**Aim of the task**
Your copy of the entries must be exact, and it must not include the pictures.

**Image-grounded pointing data**
= = = =

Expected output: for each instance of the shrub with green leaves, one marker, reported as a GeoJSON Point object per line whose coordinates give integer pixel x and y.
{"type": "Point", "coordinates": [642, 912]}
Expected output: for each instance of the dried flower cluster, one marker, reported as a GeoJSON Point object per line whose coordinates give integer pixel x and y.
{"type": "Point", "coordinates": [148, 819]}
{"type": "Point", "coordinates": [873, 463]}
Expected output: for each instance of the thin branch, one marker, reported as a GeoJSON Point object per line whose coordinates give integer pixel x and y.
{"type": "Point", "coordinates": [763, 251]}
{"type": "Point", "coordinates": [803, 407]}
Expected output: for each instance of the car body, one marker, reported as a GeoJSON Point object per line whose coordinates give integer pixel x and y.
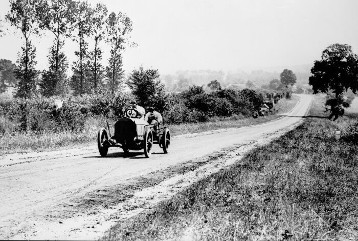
{"type": "Point", "coordinates": [132, 133]}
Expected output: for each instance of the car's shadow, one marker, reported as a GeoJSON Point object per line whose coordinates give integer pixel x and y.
{"type": "Point", "coordinates": [130, 155]}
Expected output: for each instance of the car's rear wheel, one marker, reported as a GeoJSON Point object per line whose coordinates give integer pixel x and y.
{"type": "Point", "coordinates": [102, 141]}
{"type": "Point", "coordinates": [166, 140]}
{"type": "Point", "coordinates": [148, 142]}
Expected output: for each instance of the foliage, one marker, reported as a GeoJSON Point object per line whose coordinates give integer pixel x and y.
{"type": "Point", "coordinates": [337, 71]}
{"type": "Point", "coordinates": [118, 28]}
{"type": "Point", "coordinates": [287, 77]}
{"type": "Point", "coordinates": [147, 88]}
{"type": "Point", "coordinates": [23, 15]}
{"type": "Point", "coordinates": [7, 76]}
{"type": "Point", "coordinates": [57, 17]}
{"type": "Point", "coordinates": [98, 32]}
{"type": "Point", "coordinates": [54, 81]}
{"type": "Point", "coordinates": [274, 84]}
{"type": "Point", "coordinates": [25, 72]}
{"type": "Point", "coordinates": [83, 26]}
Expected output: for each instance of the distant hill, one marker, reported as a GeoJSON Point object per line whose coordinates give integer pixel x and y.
{"type": "Point", "coordinates": [182, 79]}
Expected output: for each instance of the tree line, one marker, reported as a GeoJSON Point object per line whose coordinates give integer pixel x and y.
{"type": "Point", "coordinates": [78, 21]}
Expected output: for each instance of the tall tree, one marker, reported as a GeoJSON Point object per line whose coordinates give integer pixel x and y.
{"type": "Point", "coordinates": [274, 84]}
{"type": "Point", "coordinates": [7, 76]}
{"type": "Point", "coordinates": [54, 81]}
{"type": "Point", "coordinates": [57, 17]}
{"type": "Point", "coordinates": [83, 27]}
{"type": "Point", "coordinates": [23, 15]}
{"type": "Point", "coordinates": [99, 20]}
{"type": "Point", "coordinates": [147, 88]}
{"type": "Point", "coordinates": [337, 71]}
{"type": "Point", "coordinates": [287, 77]}
{"type": "Point", "coordinates": [118, 28]}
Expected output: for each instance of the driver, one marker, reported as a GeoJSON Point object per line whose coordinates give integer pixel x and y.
{"type": "Point", "coordinates": [153, 117]}
{"type": "Point", "coordinates": [138, 108]}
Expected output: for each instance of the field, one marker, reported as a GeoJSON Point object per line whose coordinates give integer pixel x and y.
{"type": "Point", "coordinates": [25, 142]}
{"type": "Point", "coordinates": [302, 186]}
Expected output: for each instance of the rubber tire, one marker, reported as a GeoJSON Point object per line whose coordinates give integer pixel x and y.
{"type": "Point", "coordinates": [166, 140]}
{"type": "Point", "coordinates": [148, 143]}
{"type": "Point", "coordinates": [101, 137]}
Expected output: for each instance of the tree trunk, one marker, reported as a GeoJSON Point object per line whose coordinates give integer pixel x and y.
{"type": "Point", "coordinates": [95, 64]}
{"type": "Point", "coordinates": [81, 66]}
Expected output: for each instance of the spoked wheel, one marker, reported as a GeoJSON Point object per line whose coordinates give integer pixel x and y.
{"type": "Point", "coordinates": [102, 140]}
{"type": "Point", "coordinates": [166, 140]}
{"type": "Point", "coordinates": [125, 150]}
{"type": "Point", "coordinates": [148, 142]}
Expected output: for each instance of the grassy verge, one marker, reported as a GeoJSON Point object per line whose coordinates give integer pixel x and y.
{"type": "Point", "coordinates": [301, 187]}
{"type": "Point", "coordinates": [20, 142]}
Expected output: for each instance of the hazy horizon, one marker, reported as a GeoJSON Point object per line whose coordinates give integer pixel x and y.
{"type": "Point", "coordinates": [231, 36]}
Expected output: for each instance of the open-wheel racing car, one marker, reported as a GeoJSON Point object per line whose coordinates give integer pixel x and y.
{"type": "Point", "coordinates": [133, 133]}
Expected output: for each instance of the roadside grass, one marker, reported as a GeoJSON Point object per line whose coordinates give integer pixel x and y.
{"type": "Point", "coordinates": [283, 106]}
{"type": "Point", "coordinates": [25, 142]}
{"type": "Point", "coordinates": [303, 186]}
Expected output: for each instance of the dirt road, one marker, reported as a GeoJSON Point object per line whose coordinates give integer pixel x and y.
{"type": "Point", "coordinates": [42, 193]}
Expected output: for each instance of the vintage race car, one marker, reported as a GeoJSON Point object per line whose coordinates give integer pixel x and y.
{"type": "Point", "coordinates": [133, 133]}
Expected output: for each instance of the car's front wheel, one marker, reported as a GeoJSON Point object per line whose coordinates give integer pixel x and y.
{"type": "Point", "coordinates": [148, 142]}
{"type": "Point", "coordinates": [102, 140]}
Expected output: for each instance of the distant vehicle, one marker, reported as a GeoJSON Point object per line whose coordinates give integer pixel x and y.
{"type": "Point", "coordinates": [133, 133]}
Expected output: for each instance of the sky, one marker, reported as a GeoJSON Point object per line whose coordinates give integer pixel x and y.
{"type": "Point", "coordinates": [226, 35]}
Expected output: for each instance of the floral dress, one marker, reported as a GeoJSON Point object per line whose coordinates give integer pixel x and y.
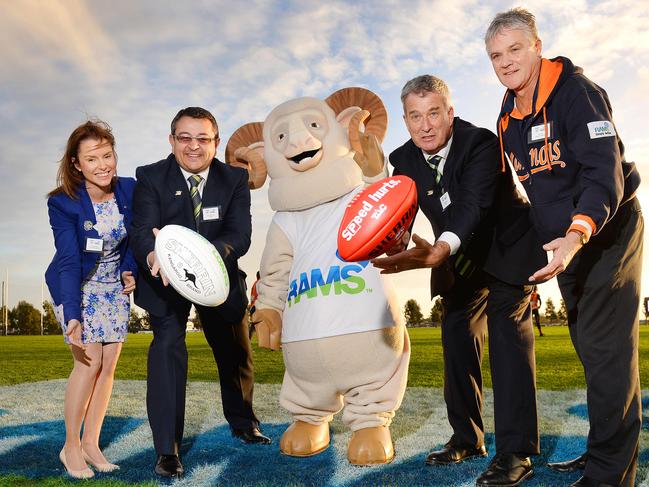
{"type": "Point", "coordinates": [104, 308]}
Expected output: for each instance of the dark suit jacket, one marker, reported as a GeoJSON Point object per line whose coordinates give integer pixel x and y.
{"type": "Point", "coordinates": [486, 212]}
{"type": "Point", "coordinates": [161, 198]}
{"type": "Point", "coordinates": [71, 263]}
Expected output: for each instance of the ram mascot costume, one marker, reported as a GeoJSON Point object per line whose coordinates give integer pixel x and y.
{"type": "Point", "coordinates": [343, 342]}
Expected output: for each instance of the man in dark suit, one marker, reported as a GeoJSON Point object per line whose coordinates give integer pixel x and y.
{"type": "Point", "coordinates": [192, 188]}
{"type": "Point", "coordinates": [480, 266]}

= = = =

**Result of the exercise**
Expected output: for each instance of the shrub with green leaves, one marker, reported as a GeoJSON Point object per line whose coordinates give integer pixel x and y.
{"type": "Point", "coordinates": [642, 912]}
Expected output: for each instance of the dried flower cluster, one marker, reported as a GeoJSON Point object per line whose coordinates give integer pixel x and y.
{"type": "Point", "coordinates": [148, 819]}
{"type": "Point", "coordinates": [873, 463]}
Expected output: for each instance of the thin branch, one marker, reported as a GeoJSON Point object per line whose coordinates give integer pixel x and y.
{"type": "Point", "coordinates": [763, 251]}
{"type": "Point", "coordinates": [803, 407]}
Expected output: for each instance of the car body, one marker, reported as a GeoJSON Point object per line whose coordinates give integer pixel x and y.
{"type": "Point", "coordinates": [132, 133]}
Expected output: for each instance of the car's shadow, one marker, reported as a GeoJSON Point object per line whose coordinates give integer pixel x and y.
{"type": "Point", "coordinates": [130, 155]}
Expected output: for each instance of the car's rear wheel, one marker, reported as a GeoJSON Point object per line whose coordinates give integer pixel x and y.
{"type": "Point", "coordinates": [102, 141]}
{"type": "Point", "coordinates": [166, 140]}
{"type": "Point", "coordinates": [148, 142]}
Expected output: for each instance of the foliage, one marker, reported as a GeoJSON Point object per line whose coordinates give integer pixel x and y.
{"type": "Point", "coordinates": [337, 71]}
{"type": "Point", "coordinates": [118, 28]}
{"type": "Point", "coordinates": [287, 77]}
{"type": "Point", "coordinates": [147, 88]}
{"type": "Point", "coordinates": [23, 15]}
{"type": "Point", "coordinates": [7, 76]}
{"type": "Point", "coordinates": [57, 17]}
{"type": "Point", "coordinates": [98, 32]}
{"type": "Point", "coordinates": [54, 81]}
{"type": "Point", "coordinates": [274, 84]}
{"type": "Point", "coordinates": [25, 72]}
{"type": "Point", "coordinates": [83, 26]}
Expected output: for each instance of the distant hill, one marker, reported as a GeoJSON Point object per line whose coordinates give integer pixel x and y.
{"type": "Point", "coordinates": [182, 79]}
Expected output: for each instance of the tree line, one marker, reported as a GeoJSON Point object per line whose coordinates give integer pixel x and y.
{"type": "Point", "coordinates": [78, 21]}
Expected output: for each instance of the tall tree, one marker, reported as a GeoJSON Point object per line whose coordinates give integer pixel x and y.
{"type": "Point", "coordinates": [274, 84]}
{"type": "Point", "coordinates": [7, 76]}
{"type": "Point", "coordinates": [54, 81]}
{"type": "Point", "coordinates": [57, 17]}
{"type": "Point", "coordinates": [83, 27]}
{"type": "Point", "coordinates": [23, 15]}
{"type": "Point", "coordinates": [99, 20]}
{"type": "Point", "coordinates": [147, 88]}
{"type": "Point", "coordinates": [337, 71]}
{"type": "Point", "coordinates": [287, 77]}
{"type": "Point", "coordinates": [118, 28]}
Expected output: for each instance of the driver, one marker, reported as a GeoJSON Point object per line whose coordinates give integer pixel x and y.
{"type": "Point", "coordinates": [153, 117]}
{"type": "Point", "coordinates": [138, 108]}
Expected output: for each instance of the field, one marker, reported as a GeoJSON Point object per line whose coordinates give integer pixel x and y.
{"type": "Point", "coordinates": [25, 142]}
{"type": "Point", "coordinates": [302, 186]}
Expected output: for each instance of the rubber tire, one marker, reported as a GeoJSON Point object per line whose coordinates give integer pixel x and y.
{"type": "Point", "coordinates": [166, 140]}
{"type": "Point", "coordinates": [148, 143]}
{"type": "Point", "coordinates": [101, 137]}
Expected output: for each instance of the tree trunk, one marker, reported as a GeoJSON Point object per line whose coordinates give integer pixel x and y.
{"type": "Point", "coordinates": [95, 64]}
{"type": "Point", "coordinates": [81, 66]}
Expected output: for each instance of the spoked wheel, one marker, reported as a GeoJSON Point object per line whose coordinates give integer pixel x and y.
{"type": "Point", "coordinates": [102, 140]}
{"type": "Point", "coordinates": [166, 140]}
{"type": "Point", "coordinates": [125, 150]}
{"type": "Point", "coordinates": [148, 142]}
Expected output: for each instance of the grassy verge, one marker, reported as a GeoJSON Point object per line whose coordinates give integer pixel x and y.
{"type": "Point", "coordinates": [301, 187]}
{"type": "Point", "coordinates": [20, 142]}
Expected output: for each instance of the hazy horizon, one marker, reported as a GeoJSON Point object per line whose coordinates give integer pixel x and y.
{"type": "Point", "coordinates": [231, 36]}
Expected output: for each instance of the open-wheel racing car, one marker, reported as a GeoJSON Point object per line whose coordinates give integer pixel x and y.
{"type": "Point", "coordinates": [133, 133]}
Expected output: for each instance of the roadside grass, one marker, reported as a GeoJSON Point object per line whose coordinates give integer pixel x and y.
{"type": "Point", "coordinates": [283, 106]}
{"type": "Point", "coordinates": [25, 142]}
{"type": "Point", "coordinates": [303, 186]}
Expected output: for each instance of the dirt road, one marker, reported as a GeoJSON Point object per line whose coordinates give integer pixel x and y.
{"type": "Point", "coordinates": [42, 193]}
Expected output: for each instance of the vintage race car, one marker, reported as a GeoJSON Point object per line whose coordinates give integer pixel x and y.
{"type": "Point", "coordinates": [133, 133]}
Expected output: for each instance of the car's front wheel, one marker, reported as a GeoJSON Point object per line whose coordinates give integer pixel x and y.
{"type": "Point", "coordinates": [148, 142]}
{"type": "Point", "coordinates": [102, 140]}
Expected output: for each instance of the distant vehicle, one marker, reported as a GeoJSON Point object per line whose coordinates give integer pixel x and y.
{"type": "Point", "coordinates": [133, 133]}
Expected output: for each instance of the sky, one marker, reported as a GeoJSON Point object per line whose coordinates give integer pixel x and y.
{"type": "Point", "coordinates": [226, 35]}
Expected output: for each instance of the floral dress, one marker, reported as a GeoJSON Point object per line whose coordinates give integer pixel x and y.
{"type": "Point", "coordinates": [104, 308]}
Expected output: for each instance of the dark suit jacket, one marker, reported as a GeoJSON Point object per line whose coordinates give integer pixel x and y.
{"type": "Point", "coordinates": [486, 212]}
{"type": "Point", "coordinates": [161, 198]}
{"type": "Point", "coordinates": [71, 263]}
Expected output: for each instance of the ram mascot costume, one marker, reported as a GeoJSON Point object per line whose coordinates give integer pixel x and y.
{"type": "Point", "coordinates": [343, 342]}
Expected output: for each instance of the man in dark suit, one marker, reported as a GeoJSON Point object per line whose coordinates give integer pixel x and y.
{"type": "Point", "coordinates": [192, 188]}
{"type": "Point", "coordinates": [480, 266]}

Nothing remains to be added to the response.